SOURCE start

Several Chattanoogans have recently uncovered some information about the military heroics more than a century ago of a Chattanoogan named Loveman Noa.
Longtime Chattanooga accountant Mel Young recently came across Naval Cadet Noa and his connection to Chattanooga while writing some military-related history books. He shared Cadet Noa’s story with others, and several in turn provided him with additional information.
“It was surprising the number of persons who found the story interesting and historically significant to Chattanooga,” Mr. Young said.
In fact, he and some other retired Naval officers became so fascinated that they have discussed the possibility of trying to get the local Navy/Marine Reserve Center off Amnicola Highway named in his memory.
It would certainly not be the first time he was memorialized. After Mr. Young included a chapter on him in his third book, Bitter Tears I Shed for Thee, he learned that two U.S. Navy ships had been named for him.
According to some information provided by Mr. Young, Cadet Noa was a member of the Hungarian Jewish Loveman family, who had emigrated to North Georgia. In the 1870s, Cadet Noa’s uncle, David Barnard Loveman, moved to Chattanooga and eventually started the Lovemans department store.
Although later headed by the Richard Moore family, the store was a Chattanooga fixture for years until merging with Proffitt’s. The old Lovemans building downtown has recently been converted into upscale condominiums.
About the time D.B. Loveman began his mercantile and clothing business in Chattanooga, his sister, Rose, married a former German military officer from the Polish town of Breslau (Wroclaw) named Ismar Noa. A son, David Bernard Loveman Noa, was born in 1878.
The latter would find his niche in the maritime, not mercantile, world.
Although the family lived elsewhere for a period, Cadet Noa went through the Chattanooga public school system, graduating from Chattanooga High School. He then attended Baylor School during the 1895-96 school year, when it was located off McCallie Avenue.
The Noa and Loveman families were also members of Mizpah congregation, according to Mr. Young.

SOURCE end
GIVEN INFORMATION start

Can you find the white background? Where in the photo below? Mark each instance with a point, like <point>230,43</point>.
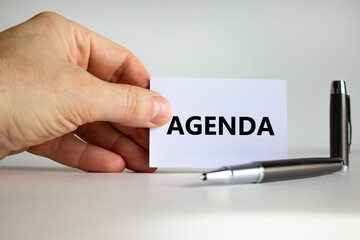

GIVEN INFORMATION end

PARTS OF THE EXERCISE ▸
**1.** Answer these from the Loveman Noa article:
(a) Which of Mel Young's books has a chapter on Cadet Noa?
(b) Which school did Cadet Noa graduate from?
(c) What town was Ismar Noa from?
**2.** Resume the Loveman Noa article after its final sentence, keeping its tone and voice.
The data that comes after the Loveman Noa article is separate material.

ANSWERS BY TASK ▸
**1.**
(a) Bitter Tears I Shed for Thee, his third book.
(b) Chattanooga High School.
(c) Breslau (Wroclaw).

**2.**
Cadet Noa then attended the U.S. Naval Academy at Annapolis beginning in 1896. In what has not happened to recent generations, he ended up seeing some military action while at the academy.
In 1898, he volunteered for active sea duty aboard the USS Harvard in Cuban waters during the early hostilities of the Spanish-American War. He returned to Annapolis unscathed and graduated with the Class of 1900.
Holding the rank of Naval cadet, he was sent to the Philippines as the Spanish-American War was winding down and the Philippines had been given to the United States by Spain. However, an insurrection that had begun by those Filipinos wanting total independence continued.
In late October 1901, Cadet Noa, while commanding the gunboat, Mariveles, went ashore at Nipa Nipa on the island of Samar, in the Philippines with about a half dozen men. They were looking for insurgents smuggling contraband from the adjoining island of Leyte.
Two of his men had stayed behind in the boat 200 yards off shore, while the others went into town. Cadet Noa, meanwhile, stood guard on the beach.
His white uniform evidently made him stand out as an American military person, because a dozen local residents suddenly attacked him with machete-like bolos and caused several wounds. The two in the boat then tried to come to his rescue. They reached him while he was still conscious, but he died a short time later.
The next day, his body was interred at the small U.S. national cemetery at Catbalogan, Samar, with full military honors. A Gen. Smith and Adm. Rogers were in attendance during a rainstorm. The service was conducted by Chaplain Chadwick of New York, who had been the chaplain of the Maine at the time it was blown up and sunk in 1898.
The Maine explosion in Havana harbor had greatly influenced the United States’ decision to enter the war, although some today wonder if the accident was caused by a simple boiler explosion instead of a Spanish-placed mine.
A salute of three volley shots by a Naval firing squad and the playing of Taps concluded the service for Cadet Noa.
At the family’s request, his body was later taken by boat to San Francisco and then by train to Chattanooga in late February 1902 for burial here. After a private service at the family home on East Fourth Street, a procession was made to the Chattanooga National Cemetery, where 1,000 people had gathered.
Leading the service was Dr. Jonathan W. Bachman, city chaplain and First Presbyterian Church minister.
Dr. Bachman, who had been a Confederate Army officer and former prisoner of war in the Civil War, read the 90th Psalm, which is a prayer of Moses.
Cadet Noa was then laid to rest again amid the sounds of more volleys and Taps.
His grave is near the flagpole and is marked with a stone tombstone much larger than the standard ones of most buried in the cemetery.
His inscription reads, “Loveman Noa, Cadet United States Navy, 1878-1901.”
It tells nothing of his heroics and tragic death more than a century ago.
But due to the efforts of Mr. Young and some of the others, more is known about him.
Mr. Young said two Naval ships have actually been named for him. On June 20, 1919, the first, the U.S.S. Noa destoyer (DD-343), was launched in his honor.
Like its namesake, the ship met an unfortunate end in the Pacific. It had a collision with another American ship off the coast of the Solomon Islands in 1944 during World War II and sunk.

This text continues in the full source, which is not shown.